> Stored data

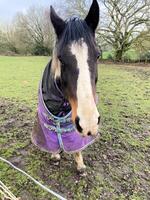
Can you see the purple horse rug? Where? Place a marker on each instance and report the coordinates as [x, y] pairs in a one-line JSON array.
[[54, 134]]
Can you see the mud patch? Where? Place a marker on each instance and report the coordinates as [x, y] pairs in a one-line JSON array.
[[117, 169]]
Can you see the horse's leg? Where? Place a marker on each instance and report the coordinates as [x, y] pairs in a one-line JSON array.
[[56, 156], [79, 160]]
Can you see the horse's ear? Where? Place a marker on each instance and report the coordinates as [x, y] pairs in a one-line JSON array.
[[58, 23], [92, 18]]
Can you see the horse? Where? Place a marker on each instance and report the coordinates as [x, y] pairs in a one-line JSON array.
[[67, 117]]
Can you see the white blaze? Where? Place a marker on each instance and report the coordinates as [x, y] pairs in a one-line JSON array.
[[86, 109]]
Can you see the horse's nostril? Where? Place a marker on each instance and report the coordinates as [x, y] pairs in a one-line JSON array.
[[89, 133], [79, 128], [99, 118]]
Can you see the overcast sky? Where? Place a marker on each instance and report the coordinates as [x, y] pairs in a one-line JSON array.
[[8, 8]]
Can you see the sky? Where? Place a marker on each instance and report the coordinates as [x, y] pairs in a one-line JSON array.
[[8, 8]]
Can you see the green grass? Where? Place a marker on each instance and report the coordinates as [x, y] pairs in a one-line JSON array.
[[130, 55], [118, 164]]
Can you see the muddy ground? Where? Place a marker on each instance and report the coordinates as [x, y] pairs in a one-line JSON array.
[[118, 164]]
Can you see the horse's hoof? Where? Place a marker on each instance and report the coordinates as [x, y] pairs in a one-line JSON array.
[[82, 171], [55, 157]]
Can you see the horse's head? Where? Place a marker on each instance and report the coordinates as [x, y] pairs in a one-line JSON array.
[[75, 64]]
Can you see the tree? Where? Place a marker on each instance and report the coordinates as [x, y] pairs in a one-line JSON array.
[[124, 20], [34, 32]]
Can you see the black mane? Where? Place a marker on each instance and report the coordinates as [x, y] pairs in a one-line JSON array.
[[76, 29]]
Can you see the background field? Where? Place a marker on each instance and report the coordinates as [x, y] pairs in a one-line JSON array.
[[118, 164]]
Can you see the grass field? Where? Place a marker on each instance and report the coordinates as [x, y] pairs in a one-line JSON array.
[[118, 164]]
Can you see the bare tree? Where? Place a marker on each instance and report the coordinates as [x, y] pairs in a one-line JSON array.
[[124, 20], [34, 31]]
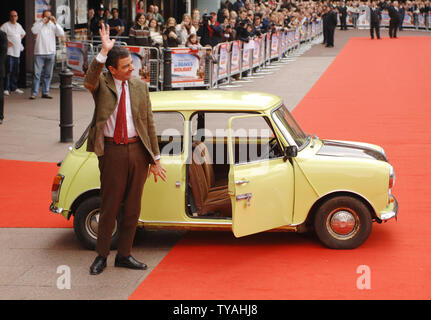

> Goal
Express the records, from their start through the line containing "[[56, 156], [79, 160]]", as a JSON list of strings with one string per line. Omit blank lines, and leave the pictures out of the answer.

> The result
[
  "Can you see the purple horse rug? Where? Place a marker on each instance and report the coordinates as [x, y] pairs in a one-line JSON array.",
  "[[54, 134]]",
  "Can you see the mud patch? Where? Place a marker on each instance and report the coordinates as [x, y] pairs in a one-line JSON array.",
  "[[117, 169]]",
  "Can you see the horse's leg? Where? Place a marker on each instance and report the coordinates as [x, y] pairs in a one-line JSON array.",
  "[[56, 156], [79, 160]]"
]